* _Excerpt provided_:
More unusually, we observe an increase in mobility with increasing the length of the ester alkyl chain (Si₆C₁ < Si₆C₆ and Si₄C₁ < Si₄C₆, Fig. 3d). This is in distinct contrast to Okumoto's study showing a decrease in mobility in anti-silane films with longer alkyl groups due to increased interlayer distances.¹⁸ That we observe the opposite trend is supportive of the hypothesized beneficial effect of the gauche-conformation.

In solution, Si₆C₁ and Si₆C₆ have identical optical and electronic properties. The dependence of device mobility on alkyl chain length is therefore attributed to the increased crystallinity of the thin film as detected by XRD analysis (Fig. 2d and e).

Optical and atomic force microscopy images confirm the superior film structure. The drop cast Si₆C₁ film contains both relatively large (100–150 μm wide) needles and precipitated islands (Fig. 4a and c). In contrast, the optical microscope image of the Si₆C₆ thin film shows a highly oriented smooth and continuous polycrystalline film (Fig. 4b and d). The Si₆C₆ thin film was further characterized by atomic force microscopy (AFM) (Fig. 4e and f). Both the AFM height and phase images show oriented, smooth regions and are consistent with a lamellar sheet morphology. Additional images are available in the ESI.†

Fig. 4 (a and c) Optical microscope image of drop-cast Si₆C₁ thin film on Si/SiO₂ showing discontinuous structure and large needles. Images are at different resolutions. (b and d) Optical microscope image of drop-cast Si₆C₆ thin film on Si/SiO₂ showing continuous and highly oriented film structure. Images are at different resolutions. (e) AFM height image of Si₆C₆ thin film. (f) AFM phase image of Si₆C₆ thin film. Both the height and phase images show oriented smooth regions. The images are consistent with a lamellar sheet morphology.

The combination of silane length and desirable film morphology makes the Si₆C₆ SCLC mobility (μ = 0.023 cm² V⁻¹ s⁻¹) the highest mobility measured in this system or in any molecular silane. High carrier mobility is also observed in preliminary thin film transistor studies. Three devices with a Si₆C₆ active layer and width-to-length ratios between 10 and 20 showed transistor-like output curves, from which mobilities between 0.01 and 0.06 cm² V⁻¹ s⁻¹ were calculated, consistent with the SCLC values (see ESI†).

The carrier mobilities in this study are 1–2 orders of magnitude greater than previous reports, an especially notable result given that our oligosilanes (n = 4–6) are shorter than those previously characterized (n ≥ 8) and mobility increases with silane length. The observed carrier mobilities likely represent the lower limit of the carrier mobility because of the polycrystalline nature of the thin films investigated and the hypothesized anisotropy in charge transport.

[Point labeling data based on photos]
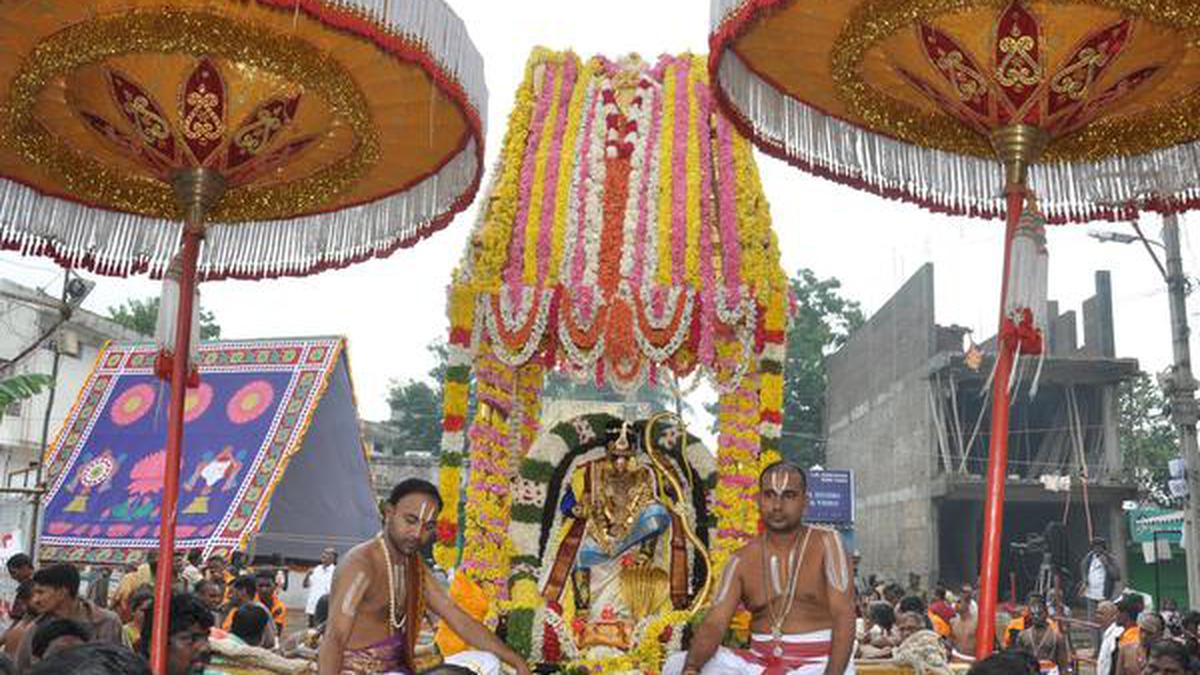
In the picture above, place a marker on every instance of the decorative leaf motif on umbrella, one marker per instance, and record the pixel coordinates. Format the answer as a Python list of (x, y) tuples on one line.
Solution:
[(204, 106), (155, 143), (1018, 90)]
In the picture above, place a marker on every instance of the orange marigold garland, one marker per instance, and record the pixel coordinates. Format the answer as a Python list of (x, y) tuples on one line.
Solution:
[(455, 401), (485, 533)]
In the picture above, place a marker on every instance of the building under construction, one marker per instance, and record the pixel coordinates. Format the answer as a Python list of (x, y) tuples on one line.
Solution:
[(909, 410)]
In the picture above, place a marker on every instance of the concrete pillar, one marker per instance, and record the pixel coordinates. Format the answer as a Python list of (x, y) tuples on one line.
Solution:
[(1110, 414)]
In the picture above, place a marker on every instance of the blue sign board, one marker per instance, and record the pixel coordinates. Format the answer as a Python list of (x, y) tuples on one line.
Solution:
[(831, 497)]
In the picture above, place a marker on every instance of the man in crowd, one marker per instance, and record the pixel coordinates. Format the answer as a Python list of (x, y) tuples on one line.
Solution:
[(963, 626), (55, 635), (245, 591), (133, 579), (211, 593), (797, 583), (1107, 617), (1099, 574), (382, 589), (1133, 657), (241, 650), (1042, 640), (21, 568), (23, 617), (1123, 632), (268, 598), (319, 580), (187, 635), (57, 596)]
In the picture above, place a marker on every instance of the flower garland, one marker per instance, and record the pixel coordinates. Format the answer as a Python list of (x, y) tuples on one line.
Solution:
[(485, 537), (648, 655), (775, 322), (455, 401), (491, 239), (575, 142), (737, 470)]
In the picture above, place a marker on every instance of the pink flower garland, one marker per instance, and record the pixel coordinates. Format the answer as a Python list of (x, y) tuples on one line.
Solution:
[(551, 179), (579, 258), (514, 274), (727, 213), (679, 174), (707, 284), (645, 202)]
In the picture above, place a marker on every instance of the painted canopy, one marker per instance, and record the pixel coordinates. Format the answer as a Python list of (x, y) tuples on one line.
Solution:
[(273, 458)]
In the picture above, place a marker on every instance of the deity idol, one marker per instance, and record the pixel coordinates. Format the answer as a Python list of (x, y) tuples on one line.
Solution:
[(624, 554)]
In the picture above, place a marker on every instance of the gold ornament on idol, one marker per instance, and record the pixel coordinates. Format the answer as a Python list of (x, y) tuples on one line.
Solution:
[(396, 625), (778, 614)]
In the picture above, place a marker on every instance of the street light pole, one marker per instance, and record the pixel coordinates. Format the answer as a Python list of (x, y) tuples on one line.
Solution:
[(1181, 390)]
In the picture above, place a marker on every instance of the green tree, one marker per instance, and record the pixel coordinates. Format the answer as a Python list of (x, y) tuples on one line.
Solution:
[(1147, 437), (823, 321), (21, 387), (417, 406), (143, 316)]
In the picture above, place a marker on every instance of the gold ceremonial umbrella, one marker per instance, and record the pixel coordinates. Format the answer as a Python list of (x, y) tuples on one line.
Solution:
[(917, 99), (289, 136)]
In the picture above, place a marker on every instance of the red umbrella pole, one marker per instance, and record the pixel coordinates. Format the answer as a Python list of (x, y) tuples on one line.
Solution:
[(197, 191), (179, 365), (997, 453)]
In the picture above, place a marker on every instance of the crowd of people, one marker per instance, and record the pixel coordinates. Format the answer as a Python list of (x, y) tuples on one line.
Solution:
[(897, 623), (811, 613), (225, 619)]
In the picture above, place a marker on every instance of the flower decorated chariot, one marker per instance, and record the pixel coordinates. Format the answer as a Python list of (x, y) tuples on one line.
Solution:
[(625, 242)]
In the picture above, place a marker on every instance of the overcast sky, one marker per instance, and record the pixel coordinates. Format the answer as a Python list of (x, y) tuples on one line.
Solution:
[(391, 309)]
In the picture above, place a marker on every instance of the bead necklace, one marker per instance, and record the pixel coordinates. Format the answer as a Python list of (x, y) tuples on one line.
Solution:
[(793, 574), (396, 625)]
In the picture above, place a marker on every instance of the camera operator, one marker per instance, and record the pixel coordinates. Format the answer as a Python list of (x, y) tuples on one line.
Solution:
[(1098, 575)]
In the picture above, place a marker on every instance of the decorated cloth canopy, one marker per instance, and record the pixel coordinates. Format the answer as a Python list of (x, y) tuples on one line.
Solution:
[(273, 463), (899, 96), (366, 108), (625, 239)]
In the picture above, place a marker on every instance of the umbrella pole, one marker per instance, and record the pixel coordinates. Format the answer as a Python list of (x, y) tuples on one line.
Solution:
[(997, 457), (197, 191), (1018, 147)]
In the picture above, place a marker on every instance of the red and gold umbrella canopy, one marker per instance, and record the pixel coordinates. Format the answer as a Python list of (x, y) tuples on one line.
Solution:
[(292, 136), (900, 96), (342, 130), (913, 99)]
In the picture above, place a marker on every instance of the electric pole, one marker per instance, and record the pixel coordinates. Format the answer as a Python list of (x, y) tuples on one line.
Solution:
[(1181, 388)]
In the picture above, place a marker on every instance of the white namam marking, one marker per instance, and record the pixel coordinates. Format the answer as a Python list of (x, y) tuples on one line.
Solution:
[(775, 577), (727, 579), (351, 602), (837, 568), (780, 481)]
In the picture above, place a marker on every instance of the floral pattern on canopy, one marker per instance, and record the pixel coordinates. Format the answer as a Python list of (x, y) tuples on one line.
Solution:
[(624, 239)]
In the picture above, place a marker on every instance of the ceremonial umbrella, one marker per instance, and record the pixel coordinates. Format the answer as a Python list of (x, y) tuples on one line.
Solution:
[(916, 100), (289, 136)]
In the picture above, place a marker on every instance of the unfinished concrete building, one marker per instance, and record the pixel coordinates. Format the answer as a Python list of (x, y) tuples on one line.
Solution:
[(912, 418)]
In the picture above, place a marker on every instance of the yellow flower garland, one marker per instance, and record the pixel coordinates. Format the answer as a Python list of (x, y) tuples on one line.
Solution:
[(563, 190), (541, 157), (666, 139), (456, 396), (496, 228), (696, 75)]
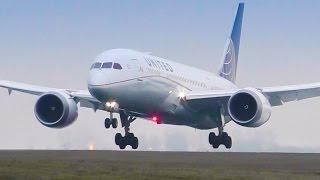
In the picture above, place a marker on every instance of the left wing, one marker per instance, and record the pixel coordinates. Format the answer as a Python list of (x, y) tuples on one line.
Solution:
[(82, 96), (277, 95)]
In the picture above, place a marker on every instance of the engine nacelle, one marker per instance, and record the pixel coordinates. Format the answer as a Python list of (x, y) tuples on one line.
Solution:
[(56, 109), (249, 107)]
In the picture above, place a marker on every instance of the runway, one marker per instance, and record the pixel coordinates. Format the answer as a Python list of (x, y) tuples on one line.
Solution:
[(156, 165)]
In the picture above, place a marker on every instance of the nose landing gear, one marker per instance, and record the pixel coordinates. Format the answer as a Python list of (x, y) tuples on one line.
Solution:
[(222, 138), (111, 122)]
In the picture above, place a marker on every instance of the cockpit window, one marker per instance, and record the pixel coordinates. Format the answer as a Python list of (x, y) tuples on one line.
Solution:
[(117, 66), (107, 65), (96, 66)]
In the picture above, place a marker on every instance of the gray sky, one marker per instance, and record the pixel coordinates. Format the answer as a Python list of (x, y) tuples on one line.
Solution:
[(52, 43)]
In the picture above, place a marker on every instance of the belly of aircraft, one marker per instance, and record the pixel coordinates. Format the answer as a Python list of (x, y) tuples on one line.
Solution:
[(151, 97)]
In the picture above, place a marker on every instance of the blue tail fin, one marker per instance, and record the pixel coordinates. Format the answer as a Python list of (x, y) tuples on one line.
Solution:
[(228, 68)]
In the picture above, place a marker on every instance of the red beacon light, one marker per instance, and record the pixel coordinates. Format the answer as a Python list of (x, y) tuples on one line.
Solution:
[(155, 119)]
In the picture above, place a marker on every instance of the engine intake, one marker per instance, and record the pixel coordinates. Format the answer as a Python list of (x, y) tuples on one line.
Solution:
[(56, 110), (249, 107)]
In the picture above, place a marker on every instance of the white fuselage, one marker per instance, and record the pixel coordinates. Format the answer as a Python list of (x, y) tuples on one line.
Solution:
[(147, 85)]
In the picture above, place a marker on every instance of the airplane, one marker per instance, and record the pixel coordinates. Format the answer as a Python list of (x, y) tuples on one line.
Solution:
[(139, 85)]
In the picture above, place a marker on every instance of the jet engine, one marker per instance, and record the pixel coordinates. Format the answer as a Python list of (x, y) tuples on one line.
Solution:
[(56, 109), (249, 108)]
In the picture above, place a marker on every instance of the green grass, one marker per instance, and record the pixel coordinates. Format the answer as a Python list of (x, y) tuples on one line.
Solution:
[(155, 165)]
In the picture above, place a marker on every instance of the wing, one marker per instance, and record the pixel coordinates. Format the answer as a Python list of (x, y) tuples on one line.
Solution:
[(277, 95), (82, 96)]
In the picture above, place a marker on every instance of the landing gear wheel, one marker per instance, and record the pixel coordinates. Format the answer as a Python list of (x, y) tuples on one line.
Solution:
[(122, 145), (107, 123), (135, 143), (212, 137), (118, 139), (114, 122), (221, 139), (216, 143), (227, 141)]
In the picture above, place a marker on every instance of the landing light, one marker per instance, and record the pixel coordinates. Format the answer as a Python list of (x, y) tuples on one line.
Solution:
[(155, 119), (181, 95), (111, 104)]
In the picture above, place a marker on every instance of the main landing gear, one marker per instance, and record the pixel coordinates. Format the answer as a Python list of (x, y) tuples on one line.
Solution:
[(128, 138), (222, 138)]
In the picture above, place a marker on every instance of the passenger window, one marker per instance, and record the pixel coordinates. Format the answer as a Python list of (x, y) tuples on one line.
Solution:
[(117, 66), (107, 65), (96, 65)]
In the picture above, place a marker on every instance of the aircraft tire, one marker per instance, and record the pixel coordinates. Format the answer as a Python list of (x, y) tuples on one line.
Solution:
[(107, 123)]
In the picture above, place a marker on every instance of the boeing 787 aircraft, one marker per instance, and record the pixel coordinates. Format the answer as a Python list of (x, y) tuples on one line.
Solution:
[(139, 85)]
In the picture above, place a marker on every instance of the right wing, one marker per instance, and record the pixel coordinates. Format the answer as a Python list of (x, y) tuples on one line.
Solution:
[(277, 95)]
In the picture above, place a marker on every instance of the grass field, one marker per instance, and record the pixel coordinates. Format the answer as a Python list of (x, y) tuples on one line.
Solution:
[(156, 165)]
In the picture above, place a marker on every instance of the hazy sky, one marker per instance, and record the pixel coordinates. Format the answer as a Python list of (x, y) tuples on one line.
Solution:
[(52, 43)]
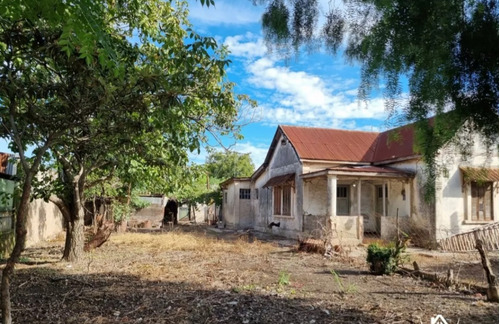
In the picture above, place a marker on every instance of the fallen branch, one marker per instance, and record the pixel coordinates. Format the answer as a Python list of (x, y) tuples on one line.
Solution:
[(102, 235)]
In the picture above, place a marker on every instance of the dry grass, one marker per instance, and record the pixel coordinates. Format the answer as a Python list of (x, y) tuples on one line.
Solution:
[(190, 242)]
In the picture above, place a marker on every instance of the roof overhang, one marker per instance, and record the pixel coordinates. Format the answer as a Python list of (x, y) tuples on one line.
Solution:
[(479, 174), (334, 162), (224, 184), (362, 172), (280, 180)]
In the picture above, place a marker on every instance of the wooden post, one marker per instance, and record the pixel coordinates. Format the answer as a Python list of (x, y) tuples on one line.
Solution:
[(492, 292)]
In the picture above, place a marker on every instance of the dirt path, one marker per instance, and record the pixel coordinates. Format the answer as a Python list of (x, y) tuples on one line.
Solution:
[(202, 277)]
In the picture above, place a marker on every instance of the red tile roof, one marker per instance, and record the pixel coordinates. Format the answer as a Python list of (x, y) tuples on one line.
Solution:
[(479, 174), (395, 144), (351, 146), (331, 144)]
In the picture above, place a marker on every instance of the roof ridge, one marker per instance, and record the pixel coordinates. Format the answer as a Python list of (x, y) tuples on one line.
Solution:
[(326, 128)]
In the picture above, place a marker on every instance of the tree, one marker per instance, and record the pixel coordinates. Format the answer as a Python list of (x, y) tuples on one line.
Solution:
[(228, 164), (447, 50), (73, 86)]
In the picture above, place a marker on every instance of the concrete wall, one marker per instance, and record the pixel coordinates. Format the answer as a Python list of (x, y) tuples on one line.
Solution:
[(236, 212), (389, 226), (44, 221), (348, 230), (283, 161), (453, 197)]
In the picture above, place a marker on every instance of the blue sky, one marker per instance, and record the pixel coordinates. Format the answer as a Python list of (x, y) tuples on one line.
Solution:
[(311, 90)]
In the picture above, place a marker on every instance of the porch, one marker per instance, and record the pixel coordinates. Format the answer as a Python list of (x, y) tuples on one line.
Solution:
[(353, 202)]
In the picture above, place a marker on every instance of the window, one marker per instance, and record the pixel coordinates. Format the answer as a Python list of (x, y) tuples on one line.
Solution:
[(282, 199), (481, 201), (342, 200), (244, 193), (277, 200)]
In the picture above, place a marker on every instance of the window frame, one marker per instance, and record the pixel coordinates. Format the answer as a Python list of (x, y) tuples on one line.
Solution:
[(283, 194), (478, 192), (245, 193)]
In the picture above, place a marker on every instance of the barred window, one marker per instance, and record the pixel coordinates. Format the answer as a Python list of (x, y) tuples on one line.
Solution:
[(244, 193), (282, 200), (482, 201)]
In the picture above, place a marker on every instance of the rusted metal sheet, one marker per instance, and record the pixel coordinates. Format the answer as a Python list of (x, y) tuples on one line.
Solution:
[(332, 144), (351, 146), (395, 144), (480, 174)]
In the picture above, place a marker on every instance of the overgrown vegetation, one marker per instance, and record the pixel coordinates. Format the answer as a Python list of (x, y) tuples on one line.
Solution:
[(385, 259), (435, 58)]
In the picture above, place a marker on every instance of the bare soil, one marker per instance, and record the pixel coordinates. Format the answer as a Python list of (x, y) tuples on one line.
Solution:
[(196, 275)]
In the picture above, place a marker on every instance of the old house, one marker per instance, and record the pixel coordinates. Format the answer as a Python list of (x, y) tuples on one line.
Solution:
[(317, 181)]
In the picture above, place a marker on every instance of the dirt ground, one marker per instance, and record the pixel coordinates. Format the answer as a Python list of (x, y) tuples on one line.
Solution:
[(193, 274)]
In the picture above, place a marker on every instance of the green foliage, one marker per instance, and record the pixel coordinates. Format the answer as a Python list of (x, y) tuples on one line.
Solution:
[(121, 211), (116, 91), (445, 52), (385, 259)]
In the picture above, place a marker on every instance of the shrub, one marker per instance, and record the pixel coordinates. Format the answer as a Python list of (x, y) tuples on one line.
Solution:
[(385, 260)]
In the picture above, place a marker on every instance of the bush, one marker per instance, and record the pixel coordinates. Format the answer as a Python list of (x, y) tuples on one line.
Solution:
[(384, 260)]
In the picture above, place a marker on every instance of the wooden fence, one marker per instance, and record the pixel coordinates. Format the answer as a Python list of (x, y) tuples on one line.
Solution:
[(467, 241)]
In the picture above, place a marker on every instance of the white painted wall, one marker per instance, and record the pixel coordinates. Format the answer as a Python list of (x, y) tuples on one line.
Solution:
[(452, 197), (44, 222), (283, 161)]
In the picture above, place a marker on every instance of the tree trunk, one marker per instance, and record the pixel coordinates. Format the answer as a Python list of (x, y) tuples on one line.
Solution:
[(75, 238), (20, 239)]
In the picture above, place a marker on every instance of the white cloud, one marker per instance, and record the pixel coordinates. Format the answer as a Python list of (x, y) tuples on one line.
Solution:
[(257, 152), (300, 97), (225, 12), (245, 49)]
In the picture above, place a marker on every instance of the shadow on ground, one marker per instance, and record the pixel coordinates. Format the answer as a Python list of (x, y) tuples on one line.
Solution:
[(47, 296)]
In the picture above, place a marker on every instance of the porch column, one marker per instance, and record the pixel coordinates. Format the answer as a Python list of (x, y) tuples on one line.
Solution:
[(359, 197), (384, 212), (331, 193)]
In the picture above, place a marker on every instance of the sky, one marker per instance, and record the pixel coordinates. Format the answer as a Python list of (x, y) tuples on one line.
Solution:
[(318, 89), (311, 89)]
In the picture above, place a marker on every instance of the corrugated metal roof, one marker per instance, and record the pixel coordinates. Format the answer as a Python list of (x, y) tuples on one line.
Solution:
[(332, 144), (395, 144), (371, 169), (480, 174), (351, 146)]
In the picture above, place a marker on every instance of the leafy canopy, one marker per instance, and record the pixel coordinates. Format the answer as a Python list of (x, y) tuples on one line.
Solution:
[(447, 52)]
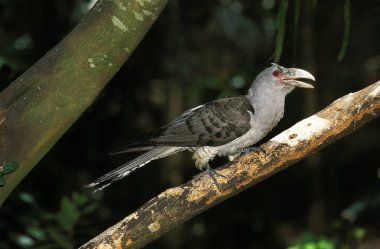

* _Requirements_: Can you reproduce, word for word, the stretch of the oligosilane mobility excerpt from "The combination of" through "values (see ESI†)."?

* _Full answer_:
The combination of silane length and desirable film morphology makes the Si₆C₆ SCLC mobility (μ = 0.023 cm² V⁻¹ s⁻¹) the highest mobility measured in this system or in any molecular silane. High carrier mobility is also observed in preliminary thin film transistor studies. Three devices with a Si₆C₆ active layer and width-to-length ratios between 10 and 20 showed transistor-like output curves, from which mobilities between 0.01 and 0.06 cm² V⁻¹ s⁻¹ were calculated, consistent with the SCLC values (see ESI†).